### Problem requirements
Exactly as written, reproduce the lines from the one that contains "the gold ring." through the end of the records.

### Information
***

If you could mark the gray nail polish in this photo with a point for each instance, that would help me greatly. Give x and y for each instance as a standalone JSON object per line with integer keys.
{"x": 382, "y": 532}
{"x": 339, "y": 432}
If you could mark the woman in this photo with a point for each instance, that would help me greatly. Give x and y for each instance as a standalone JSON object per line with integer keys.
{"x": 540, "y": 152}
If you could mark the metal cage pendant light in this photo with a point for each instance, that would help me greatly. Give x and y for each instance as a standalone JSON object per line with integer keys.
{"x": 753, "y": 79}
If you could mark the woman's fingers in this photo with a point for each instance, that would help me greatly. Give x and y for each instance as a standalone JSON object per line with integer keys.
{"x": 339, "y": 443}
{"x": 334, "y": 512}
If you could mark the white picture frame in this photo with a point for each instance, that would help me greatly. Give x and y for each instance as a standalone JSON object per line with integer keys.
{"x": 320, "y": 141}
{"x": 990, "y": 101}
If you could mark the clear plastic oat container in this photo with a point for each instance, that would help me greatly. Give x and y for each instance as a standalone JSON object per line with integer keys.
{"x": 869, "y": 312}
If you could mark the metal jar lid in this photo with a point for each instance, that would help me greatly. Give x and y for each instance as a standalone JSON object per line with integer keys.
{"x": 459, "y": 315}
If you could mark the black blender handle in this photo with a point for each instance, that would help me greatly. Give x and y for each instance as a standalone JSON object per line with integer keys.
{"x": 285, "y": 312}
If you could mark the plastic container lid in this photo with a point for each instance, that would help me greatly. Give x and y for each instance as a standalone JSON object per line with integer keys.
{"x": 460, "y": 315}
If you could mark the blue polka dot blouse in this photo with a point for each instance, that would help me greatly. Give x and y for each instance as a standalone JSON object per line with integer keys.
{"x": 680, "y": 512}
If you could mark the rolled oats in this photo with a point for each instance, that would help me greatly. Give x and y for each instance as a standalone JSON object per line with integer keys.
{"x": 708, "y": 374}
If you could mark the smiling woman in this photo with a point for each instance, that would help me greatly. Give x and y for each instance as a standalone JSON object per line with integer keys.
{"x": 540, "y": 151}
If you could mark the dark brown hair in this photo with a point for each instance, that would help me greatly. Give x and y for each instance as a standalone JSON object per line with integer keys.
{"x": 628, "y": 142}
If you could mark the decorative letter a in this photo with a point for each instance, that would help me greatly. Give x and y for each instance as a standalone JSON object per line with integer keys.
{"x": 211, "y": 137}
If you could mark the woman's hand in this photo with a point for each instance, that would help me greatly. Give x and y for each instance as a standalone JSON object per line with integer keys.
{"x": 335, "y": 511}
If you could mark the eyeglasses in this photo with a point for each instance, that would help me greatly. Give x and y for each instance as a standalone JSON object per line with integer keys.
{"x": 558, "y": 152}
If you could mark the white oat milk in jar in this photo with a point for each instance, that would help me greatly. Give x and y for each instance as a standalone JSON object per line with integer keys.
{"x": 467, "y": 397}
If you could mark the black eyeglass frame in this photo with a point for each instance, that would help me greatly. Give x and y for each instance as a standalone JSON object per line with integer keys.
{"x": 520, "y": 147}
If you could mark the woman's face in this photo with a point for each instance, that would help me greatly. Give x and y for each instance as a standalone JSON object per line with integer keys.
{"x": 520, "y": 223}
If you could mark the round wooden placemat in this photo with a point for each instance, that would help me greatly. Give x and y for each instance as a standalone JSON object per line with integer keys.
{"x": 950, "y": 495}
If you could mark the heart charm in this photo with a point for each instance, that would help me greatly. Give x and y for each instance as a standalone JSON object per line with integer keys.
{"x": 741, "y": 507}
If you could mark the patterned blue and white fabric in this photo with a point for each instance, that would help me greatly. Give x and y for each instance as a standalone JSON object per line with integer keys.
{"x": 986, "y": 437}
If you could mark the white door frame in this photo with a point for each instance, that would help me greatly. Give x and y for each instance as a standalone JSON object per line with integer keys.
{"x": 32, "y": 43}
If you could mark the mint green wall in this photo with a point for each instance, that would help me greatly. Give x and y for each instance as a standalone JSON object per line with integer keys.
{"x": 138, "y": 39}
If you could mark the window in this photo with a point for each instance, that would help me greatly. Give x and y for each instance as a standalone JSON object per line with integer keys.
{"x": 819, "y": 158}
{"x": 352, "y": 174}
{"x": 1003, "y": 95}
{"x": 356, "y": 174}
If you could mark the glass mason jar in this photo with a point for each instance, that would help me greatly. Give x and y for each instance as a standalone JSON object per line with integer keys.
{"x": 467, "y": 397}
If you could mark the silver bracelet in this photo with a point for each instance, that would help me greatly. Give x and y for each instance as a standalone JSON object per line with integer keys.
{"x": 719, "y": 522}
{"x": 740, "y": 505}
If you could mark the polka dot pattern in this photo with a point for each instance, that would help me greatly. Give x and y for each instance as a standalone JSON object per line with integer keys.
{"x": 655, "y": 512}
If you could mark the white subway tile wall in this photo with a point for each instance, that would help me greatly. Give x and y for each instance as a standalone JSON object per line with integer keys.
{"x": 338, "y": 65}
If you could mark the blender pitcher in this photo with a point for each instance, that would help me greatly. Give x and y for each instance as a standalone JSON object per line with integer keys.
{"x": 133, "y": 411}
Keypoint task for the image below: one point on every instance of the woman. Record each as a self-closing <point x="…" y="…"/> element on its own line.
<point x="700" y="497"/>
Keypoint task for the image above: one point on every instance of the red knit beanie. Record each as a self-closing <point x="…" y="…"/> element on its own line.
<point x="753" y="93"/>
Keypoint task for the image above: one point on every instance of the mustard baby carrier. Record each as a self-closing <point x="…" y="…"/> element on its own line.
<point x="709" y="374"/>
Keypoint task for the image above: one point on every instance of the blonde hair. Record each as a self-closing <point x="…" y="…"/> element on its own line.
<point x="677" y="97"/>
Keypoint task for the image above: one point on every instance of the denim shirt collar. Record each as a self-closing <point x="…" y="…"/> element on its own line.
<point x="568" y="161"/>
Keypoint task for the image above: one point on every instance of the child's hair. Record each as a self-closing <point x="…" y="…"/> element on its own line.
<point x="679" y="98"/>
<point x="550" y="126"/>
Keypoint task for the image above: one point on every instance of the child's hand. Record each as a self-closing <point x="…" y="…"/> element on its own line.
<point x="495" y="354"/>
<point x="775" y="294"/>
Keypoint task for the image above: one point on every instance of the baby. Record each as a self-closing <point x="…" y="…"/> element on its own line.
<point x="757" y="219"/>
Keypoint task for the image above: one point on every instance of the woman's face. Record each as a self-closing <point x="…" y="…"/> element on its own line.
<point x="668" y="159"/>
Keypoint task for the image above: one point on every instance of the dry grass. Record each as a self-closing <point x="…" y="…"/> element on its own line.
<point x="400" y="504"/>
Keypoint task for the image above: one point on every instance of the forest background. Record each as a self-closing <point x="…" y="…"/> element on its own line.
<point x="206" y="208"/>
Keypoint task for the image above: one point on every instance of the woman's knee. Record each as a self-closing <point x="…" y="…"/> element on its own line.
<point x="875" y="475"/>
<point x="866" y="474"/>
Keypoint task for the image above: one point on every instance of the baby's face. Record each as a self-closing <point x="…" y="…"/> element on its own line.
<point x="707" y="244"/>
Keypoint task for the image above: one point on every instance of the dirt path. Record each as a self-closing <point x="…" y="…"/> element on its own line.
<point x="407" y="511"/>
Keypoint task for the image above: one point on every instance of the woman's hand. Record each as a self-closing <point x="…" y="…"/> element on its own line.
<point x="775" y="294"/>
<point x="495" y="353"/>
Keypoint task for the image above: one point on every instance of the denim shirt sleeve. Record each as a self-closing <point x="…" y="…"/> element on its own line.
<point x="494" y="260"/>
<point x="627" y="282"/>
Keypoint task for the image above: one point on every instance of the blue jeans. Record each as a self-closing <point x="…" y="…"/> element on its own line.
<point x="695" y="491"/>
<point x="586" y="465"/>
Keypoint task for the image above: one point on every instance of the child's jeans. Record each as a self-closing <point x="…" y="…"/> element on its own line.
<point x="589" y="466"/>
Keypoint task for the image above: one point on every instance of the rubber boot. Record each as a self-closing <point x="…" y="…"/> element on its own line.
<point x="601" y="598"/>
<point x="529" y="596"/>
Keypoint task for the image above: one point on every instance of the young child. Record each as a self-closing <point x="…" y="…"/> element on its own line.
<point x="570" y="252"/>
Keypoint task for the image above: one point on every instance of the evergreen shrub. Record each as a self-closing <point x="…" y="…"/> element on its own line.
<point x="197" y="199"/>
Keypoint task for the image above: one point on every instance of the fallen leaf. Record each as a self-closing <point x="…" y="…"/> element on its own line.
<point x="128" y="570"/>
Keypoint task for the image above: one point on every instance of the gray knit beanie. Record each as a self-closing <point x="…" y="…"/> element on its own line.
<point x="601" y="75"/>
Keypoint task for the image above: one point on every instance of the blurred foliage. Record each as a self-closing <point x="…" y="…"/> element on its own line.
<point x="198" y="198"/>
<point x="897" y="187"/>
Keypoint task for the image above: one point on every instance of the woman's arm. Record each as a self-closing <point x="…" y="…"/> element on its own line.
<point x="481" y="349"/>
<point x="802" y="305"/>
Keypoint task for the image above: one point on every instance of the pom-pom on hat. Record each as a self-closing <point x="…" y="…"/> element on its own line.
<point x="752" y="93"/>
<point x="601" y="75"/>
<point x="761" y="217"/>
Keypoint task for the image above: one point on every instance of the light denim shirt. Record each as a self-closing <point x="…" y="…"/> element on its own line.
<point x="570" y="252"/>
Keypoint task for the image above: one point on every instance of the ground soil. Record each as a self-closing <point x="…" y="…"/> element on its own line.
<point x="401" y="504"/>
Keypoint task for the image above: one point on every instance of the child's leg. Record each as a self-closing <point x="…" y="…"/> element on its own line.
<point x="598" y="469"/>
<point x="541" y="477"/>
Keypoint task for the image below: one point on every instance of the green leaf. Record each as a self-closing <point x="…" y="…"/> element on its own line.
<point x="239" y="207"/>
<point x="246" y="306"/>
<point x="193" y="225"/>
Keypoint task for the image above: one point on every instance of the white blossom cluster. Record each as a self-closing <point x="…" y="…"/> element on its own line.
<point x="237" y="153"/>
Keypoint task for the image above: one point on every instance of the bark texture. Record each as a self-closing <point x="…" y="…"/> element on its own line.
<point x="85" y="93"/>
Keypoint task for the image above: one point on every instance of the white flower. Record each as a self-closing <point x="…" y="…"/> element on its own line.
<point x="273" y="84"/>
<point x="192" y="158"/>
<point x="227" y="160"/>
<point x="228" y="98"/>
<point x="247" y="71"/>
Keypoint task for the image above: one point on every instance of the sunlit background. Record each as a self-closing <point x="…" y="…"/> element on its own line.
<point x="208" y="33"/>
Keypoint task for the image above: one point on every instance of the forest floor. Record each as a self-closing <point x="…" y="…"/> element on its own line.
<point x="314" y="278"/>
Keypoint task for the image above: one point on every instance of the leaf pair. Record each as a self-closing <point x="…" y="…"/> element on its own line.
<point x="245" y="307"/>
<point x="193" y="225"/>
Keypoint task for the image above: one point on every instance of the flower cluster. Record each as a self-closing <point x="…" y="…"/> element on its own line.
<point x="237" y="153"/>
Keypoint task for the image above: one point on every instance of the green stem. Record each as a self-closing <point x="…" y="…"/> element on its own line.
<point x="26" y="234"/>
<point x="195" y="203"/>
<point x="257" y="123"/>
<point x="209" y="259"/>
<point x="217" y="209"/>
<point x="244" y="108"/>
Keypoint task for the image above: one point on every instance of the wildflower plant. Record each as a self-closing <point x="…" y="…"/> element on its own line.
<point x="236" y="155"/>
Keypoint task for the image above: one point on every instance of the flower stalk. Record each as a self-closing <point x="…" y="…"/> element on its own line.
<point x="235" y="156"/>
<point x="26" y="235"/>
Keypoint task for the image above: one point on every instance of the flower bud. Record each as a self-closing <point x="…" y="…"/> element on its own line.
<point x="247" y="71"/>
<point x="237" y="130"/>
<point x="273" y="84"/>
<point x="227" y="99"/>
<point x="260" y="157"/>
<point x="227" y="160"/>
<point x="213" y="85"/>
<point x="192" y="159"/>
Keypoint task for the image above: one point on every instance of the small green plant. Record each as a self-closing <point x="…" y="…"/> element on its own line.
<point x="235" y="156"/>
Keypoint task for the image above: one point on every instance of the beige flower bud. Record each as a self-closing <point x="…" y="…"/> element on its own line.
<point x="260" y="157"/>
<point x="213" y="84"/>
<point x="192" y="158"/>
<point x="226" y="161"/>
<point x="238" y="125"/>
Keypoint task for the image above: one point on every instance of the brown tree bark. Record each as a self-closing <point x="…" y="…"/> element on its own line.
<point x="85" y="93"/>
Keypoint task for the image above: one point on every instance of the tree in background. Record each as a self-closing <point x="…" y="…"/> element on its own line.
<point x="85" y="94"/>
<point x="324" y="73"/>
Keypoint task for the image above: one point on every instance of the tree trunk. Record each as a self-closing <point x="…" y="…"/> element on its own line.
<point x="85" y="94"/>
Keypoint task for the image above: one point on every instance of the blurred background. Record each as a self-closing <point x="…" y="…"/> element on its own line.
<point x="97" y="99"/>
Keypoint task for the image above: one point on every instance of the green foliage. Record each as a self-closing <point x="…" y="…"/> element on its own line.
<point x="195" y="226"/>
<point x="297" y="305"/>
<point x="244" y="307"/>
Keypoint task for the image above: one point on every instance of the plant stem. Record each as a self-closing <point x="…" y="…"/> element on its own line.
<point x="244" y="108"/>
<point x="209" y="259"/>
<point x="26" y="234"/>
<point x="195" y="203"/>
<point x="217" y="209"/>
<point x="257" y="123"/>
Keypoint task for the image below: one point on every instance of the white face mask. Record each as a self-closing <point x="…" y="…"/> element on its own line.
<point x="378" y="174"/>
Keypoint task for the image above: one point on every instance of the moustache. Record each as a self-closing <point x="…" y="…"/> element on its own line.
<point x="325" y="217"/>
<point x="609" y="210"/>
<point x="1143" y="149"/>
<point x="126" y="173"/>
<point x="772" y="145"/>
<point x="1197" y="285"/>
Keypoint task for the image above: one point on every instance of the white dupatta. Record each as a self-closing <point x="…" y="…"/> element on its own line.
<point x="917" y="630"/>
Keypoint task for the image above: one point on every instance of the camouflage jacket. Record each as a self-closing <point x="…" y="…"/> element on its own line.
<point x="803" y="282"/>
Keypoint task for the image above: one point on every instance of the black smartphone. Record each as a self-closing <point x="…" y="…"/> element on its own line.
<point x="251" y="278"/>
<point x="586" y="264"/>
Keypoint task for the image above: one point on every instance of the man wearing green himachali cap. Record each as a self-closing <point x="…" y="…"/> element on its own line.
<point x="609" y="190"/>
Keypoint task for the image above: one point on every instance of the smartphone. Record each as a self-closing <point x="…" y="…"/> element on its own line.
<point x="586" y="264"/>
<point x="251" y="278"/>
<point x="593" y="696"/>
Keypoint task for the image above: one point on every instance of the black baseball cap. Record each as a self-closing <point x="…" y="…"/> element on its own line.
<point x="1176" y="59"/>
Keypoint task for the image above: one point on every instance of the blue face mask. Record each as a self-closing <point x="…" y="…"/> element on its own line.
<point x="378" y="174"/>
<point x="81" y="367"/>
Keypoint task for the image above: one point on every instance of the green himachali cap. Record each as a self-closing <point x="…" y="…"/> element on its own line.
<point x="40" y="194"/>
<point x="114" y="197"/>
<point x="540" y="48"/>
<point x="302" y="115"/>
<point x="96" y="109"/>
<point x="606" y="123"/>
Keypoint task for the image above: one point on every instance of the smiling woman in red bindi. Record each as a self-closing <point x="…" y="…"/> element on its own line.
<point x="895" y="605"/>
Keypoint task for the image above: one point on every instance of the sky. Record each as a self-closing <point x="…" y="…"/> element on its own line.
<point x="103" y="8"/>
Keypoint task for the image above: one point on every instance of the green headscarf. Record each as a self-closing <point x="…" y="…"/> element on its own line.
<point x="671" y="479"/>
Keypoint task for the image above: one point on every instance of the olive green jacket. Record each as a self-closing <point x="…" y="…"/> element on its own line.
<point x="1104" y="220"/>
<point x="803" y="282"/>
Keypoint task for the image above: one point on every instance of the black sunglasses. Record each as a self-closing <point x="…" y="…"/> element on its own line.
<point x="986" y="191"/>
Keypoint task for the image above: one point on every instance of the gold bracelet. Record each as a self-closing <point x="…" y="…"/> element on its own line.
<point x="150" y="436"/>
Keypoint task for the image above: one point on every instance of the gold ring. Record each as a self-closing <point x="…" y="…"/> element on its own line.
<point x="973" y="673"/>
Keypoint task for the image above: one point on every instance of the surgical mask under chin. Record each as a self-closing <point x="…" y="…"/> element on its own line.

***

### Final answer
Keypoint task for the image above: one point on every instance of the gold ring. Record each as a self-closing <point x="…" y="…"/> element on its own line.
<point x="973" y="673"/>
Keypoint task for the image above: one point on every instance of the surgical mask under chin. Record each as a self-closing <point x="…" y="…"/> element on its own line.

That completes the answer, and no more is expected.